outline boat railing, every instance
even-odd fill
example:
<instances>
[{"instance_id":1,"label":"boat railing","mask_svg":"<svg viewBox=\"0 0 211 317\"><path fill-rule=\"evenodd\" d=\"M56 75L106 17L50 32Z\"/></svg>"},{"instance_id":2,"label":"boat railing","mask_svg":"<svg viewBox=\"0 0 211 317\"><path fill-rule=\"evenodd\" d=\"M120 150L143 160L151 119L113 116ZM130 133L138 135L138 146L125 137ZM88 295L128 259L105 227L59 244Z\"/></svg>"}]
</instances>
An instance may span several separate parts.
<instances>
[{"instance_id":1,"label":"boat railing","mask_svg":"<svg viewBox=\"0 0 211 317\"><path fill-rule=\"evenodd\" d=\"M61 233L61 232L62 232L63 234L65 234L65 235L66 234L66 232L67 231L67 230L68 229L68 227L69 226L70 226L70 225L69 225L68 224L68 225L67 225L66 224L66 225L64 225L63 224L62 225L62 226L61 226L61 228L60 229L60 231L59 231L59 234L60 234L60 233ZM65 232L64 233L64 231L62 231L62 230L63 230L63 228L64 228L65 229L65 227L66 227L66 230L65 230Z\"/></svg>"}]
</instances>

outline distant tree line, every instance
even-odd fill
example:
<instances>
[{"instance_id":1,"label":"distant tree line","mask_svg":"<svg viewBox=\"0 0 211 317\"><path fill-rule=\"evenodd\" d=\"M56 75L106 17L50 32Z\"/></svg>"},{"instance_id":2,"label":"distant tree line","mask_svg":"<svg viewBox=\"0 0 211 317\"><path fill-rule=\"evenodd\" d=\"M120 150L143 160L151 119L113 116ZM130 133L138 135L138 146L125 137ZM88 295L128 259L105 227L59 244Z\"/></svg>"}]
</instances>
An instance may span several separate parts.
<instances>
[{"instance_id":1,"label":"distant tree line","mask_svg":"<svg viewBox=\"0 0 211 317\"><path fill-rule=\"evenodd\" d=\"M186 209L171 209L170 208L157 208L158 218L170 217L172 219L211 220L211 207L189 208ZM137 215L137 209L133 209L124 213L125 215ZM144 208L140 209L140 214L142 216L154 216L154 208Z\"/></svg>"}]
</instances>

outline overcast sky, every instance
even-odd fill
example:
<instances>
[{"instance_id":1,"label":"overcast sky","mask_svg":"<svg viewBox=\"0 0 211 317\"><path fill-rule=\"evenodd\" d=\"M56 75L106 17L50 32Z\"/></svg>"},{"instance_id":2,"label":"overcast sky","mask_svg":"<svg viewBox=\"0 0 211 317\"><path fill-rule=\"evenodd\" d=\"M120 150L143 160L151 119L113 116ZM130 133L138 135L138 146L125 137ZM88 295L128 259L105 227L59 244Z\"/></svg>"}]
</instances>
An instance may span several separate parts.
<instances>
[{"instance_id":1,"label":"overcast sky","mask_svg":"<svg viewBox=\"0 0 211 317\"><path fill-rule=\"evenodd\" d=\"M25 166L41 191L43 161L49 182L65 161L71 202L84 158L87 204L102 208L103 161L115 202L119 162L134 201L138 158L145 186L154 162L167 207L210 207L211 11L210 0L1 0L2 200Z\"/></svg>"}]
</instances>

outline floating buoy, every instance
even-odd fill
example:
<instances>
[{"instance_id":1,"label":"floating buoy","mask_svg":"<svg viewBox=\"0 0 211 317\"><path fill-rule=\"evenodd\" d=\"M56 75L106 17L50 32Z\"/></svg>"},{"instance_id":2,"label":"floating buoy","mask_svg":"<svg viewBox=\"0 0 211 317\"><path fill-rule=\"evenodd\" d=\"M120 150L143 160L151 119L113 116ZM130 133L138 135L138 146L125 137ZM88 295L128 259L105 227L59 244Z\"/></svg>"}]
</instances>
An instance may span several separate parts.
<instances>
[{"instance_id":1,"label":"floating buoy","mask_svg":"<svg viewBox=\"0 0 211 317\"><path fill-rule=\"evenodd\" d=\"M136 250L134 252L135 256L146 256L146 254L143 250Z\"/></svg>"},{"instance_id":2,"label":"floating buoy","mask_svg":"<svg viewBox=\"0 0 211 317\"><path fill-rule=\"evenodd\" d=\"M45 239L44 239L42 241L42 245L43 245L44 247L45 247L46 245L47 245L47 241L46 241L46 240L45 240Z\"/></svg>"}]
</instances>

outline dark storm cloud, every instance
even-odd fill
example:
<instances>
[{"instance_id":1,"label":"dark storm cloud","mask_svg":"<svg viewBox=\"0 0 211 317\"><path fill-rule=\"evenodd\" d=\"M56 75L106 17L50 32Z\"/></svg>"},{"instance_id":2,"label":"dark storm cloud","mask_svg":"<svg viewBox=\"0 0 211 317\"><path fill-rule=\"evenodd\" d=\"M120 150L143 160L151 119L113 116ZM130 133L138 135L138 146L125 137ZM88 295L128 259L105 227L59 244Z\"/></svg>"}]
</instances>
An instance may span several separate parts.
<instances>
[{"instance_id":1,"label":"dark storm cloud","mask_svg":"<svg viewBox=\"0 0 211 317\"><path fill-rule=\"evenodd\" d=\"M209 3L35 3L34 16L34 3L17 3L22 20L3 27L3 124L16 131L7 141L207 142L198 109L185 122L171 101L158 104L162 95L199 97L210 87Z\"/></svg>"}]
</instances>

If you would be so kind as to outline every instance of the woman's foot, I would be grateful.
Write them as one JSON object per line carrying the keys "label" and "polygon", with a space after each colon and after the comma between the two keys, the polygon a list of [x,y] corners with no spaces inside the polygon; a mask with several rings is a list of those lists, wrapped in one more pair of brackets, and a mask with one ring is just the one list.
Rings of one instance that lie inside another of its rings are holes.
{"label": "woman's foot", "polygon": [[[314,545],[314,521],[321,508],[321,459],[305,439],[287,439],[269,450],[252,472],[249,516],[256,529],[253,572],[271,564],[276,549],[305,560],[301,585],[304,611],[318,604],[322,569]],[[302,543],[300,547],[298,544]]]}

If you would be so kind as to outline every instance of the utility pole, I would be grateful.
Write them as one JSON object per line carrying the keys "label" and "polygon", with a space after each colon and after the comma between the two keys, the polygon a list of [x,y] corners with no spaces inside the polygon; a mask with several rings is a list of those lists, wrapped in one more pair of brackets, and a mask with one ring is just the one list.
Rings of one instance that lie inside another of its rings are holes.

YOUR GOAL
Copy all of the lines above exactly as they appear.

COMPLETED EXERCISE
outline boat railing, every instance
even-odd fill
example:
<instances>
[{"instance_id":1,"label":"boat railing","mask_svg":"<svg viewBox=\"0 0 211 317\"><path fill-rule=\"evenodd\" d=\"M56 75L106 17L50 32Z\"/></svg>"},{"instance_id":2,"label":"boat railing","mask_svg":"<svg viewBox=\"0 0 211 317\"><path fill-rule=\"evenodd\" d=\"M120 150L143 160L151 119L113 116ZM130 133L138 135L138 146L125 137ZM88 295L128 259L105 227L59 244Z\"/></svg>"}]
</instances>
An instance may span several separate parts.
<instances>
[{"instance_id":1,"label":"boat railing","mask_svg":"<svg viewBox=\"0 0 211 317\"><path fill-rule=\"evenodd\" d=\"M61 233L61 232L62 232L63 234L65 234L65 235L66 234L66 232L67 231L67 230L68 229L68 227L69 226L70 226L70 225L69 225L68 224L68 225L67 225L66 224L66 225L64 225L63 224L62 225L62 226L61 226L61 228L60 229L60 231L59 231L59 234L60 234L60 233ZM65 232L64 233L64 231L62 231L62 230L63 230L63 228L64 228L65 229L65 227L66 227L66 230L65 230Z\"/></svg>"}]
</instances>

outline distant tree line, every instance
even-odd fill
example:
<instances>
[{"instance_id":1,"label":"distant tree line","mask_svg":"<svg viewBox=\"0 0 211 317\"><path fill-rule=\"evenodd\" d=\"M56 75L106 17L50 32Z\"/></svg>"},{"instance_id":2,"label":"distant tree line","mask_svg":"<svg viewBox=\"0 0 211 317\"><path fill-rule=\"evenodd\" d=\"M120 150L143 160L151 119L113 116ZM130 133L138 135L138 146L125 137ZM88 295L128 259L105 227L59 244Z\"/></svg>"}]
</instances>
An instance may span several separate parts.
<instances>
[{"instance_id":1,"label":"distant tree line","mask_svg":"<svg viewBox=\"0 0 211 317\"><path fill-rule=\"evenodd\" d=\"M186 209L171 209L170 208L157 208L158 218L170 217L172 219L211 220L211 207L189 208ZM137 215L137 209L133 209L124 213L125 215ZM144 208L140 209L140 214L142 216L154 216L154 208Z\"/></svg>"}]
</instances>

outline overcast sky, every instance
even-odd fill
example:
<instances>
[{"instance_id":1,"label":"overcast sky","mask_svg":"<svg viewBox=\"0 0 211 317\"><path fill-rule=\"evenodd\" d=\"M56 75L106 17L50 32Z\"/></svg>"},{"instance_id":2,"label":"overcast sky","mask_svg":"<svg viewBox=\"0 0 211 317\"><path fill-rule=\"evenodd\" d=\"M120 150L143 160L151 119L113 116ZM130 133L138 135L138 146L125 137ZM88 295L128 259L105 227L59 244Z\"/></svg>"}]
</instances>
An instance may span several separate parts.
<instances>
[{"instance_id":1,"label":"overcast sky","mask_svg":"<svg viewBox=\"0 0 211 317\"><path fill-rule=\"evenodd\" d=\"M25 166L41 191L43 161L49 182L65 161L71 202L84 158L87 204L102 208L103 161L115 202L119 162L134 201L138 158L145 186L154 162L167 207L210 207L211 11L210 0L1 0L2 200Z\"/></svg>"}]
</instances>

outline floating buoy, every instance
even-odd fill
example:
<instances>
[{"instance_id":1,"label":"floating buoy","mask_svg":"<svg viewBox=\"0 0 211 317\"><path fill-rule=\"evenodd\" d=\"M56 75L106 17L50 32Z\"/></svg>"},{"instance_id":2,"label":"floating buoy","mask_svg":"<svg viewBox=\"0 0 211 317\"><path fill-rule=\"evenodd\" d=\"M120 150L143 160L151 119L113 116ZM130 133L138 135L138 146L125 137ZM88 295L128 259L105 227L59 244Z\"/></svg>"}]
</instances>
An instance may span several separate parts.
<instances>
[{"instance_id":1,"label":"floating buoy","mask_svg":"<svg viewBox=\"0 0 211 317\"><path fill-rule=\"evenodd\" d=\"M136 250L134 252L135 256L146 256L146 254L143 250Z\"/></svg>"},{"instance_id":2,"label":"floating buoy","mask_svg":"<svg viewBox=\"0 0 211 317\"><path fill-rule=\"evenodd\" d=\"M45 239L44 239L42 241L42 245L43 245L44 247L45 247L46 245L47 245L47 241L46 241L46 240L45 240Z\"/></svg>"}]
</instances>

outline dark storm cloud, every instance
even-odd fill
example:
<instances>
[{"instance_id":1,"label":"dark storm cloud","mask_svg":"<svg viewBox=\"0 0 211 317\"><path fill-rule=\"evenodd\" d=\"M56 75L106 17L50 32Z\"/></svg>"},{"instance_id":2,"label":"dark storm cloud","mask_svg":"<svg viewBox=\"0 0 211 317\"><path fill-rule=\"evenodd\" d=\"M120 150L143 160L151 119L113 116ZM130 133L138 135L138 146L125 137ZM88 295L128 259L105 227L59 244Z\"/></svg>"}]
</instances>
An instance may span several separate parts.
<instances>
[{"instance_id":1,"label":"dark storm cloud","mask_svg":"<svg viewBox=\"0 0 211 317\"><path fill-rule=\"evenodd\" d=\"M209 3L35 3L34 16L34 3L17 3L22 20L3 27L3 124L16 131L7 141L207 142L198 109L185 122L171 101L158 104L162 95L199 97L210 87Z\"/></svg>"}]
</instances>

If you would be so kind as to outline every instance of the woman's foot, I would be grateful.
Write them as one JSON object per line carrying the keys "label" and "polygon", with a space after each colon and after the comma between the two keys, the polygon a list of [x,y] corners with no spaces inside the polygon; a mask with several rings is a list of those lists, wrapped in one more pair of brackets, and a mask with one ring is just the one list.
Rings of one instance that lie inside another of its rings are holes.
{"label": "woman's foot", "polygon": [[[314,545],[314,521],[321,508],[321,459],[305,439],[287,439],[269,450],[252,472],[249,516],[256,529],[253,572],[271,564],[276,549],[305,560],[301,585],[304,611],[318,604],[322,569]],[[302,543],[300,547],[298,544]]]}

If you would be so kind as to outline every instance of the utility pole, I would be grateful.
Write them as one JSON object per line carrying the keys "label" and "polygon", with a space after each colon and after the comma between the two keys, the polygon a list of [x,y] corners with no spaces inside the polygon; a mask with several rings is a list of those lists, wrapped in one more pair of brackets, and a mask with one ring is just the one list.
Rings of one instance that lie inside another of its rings are holes.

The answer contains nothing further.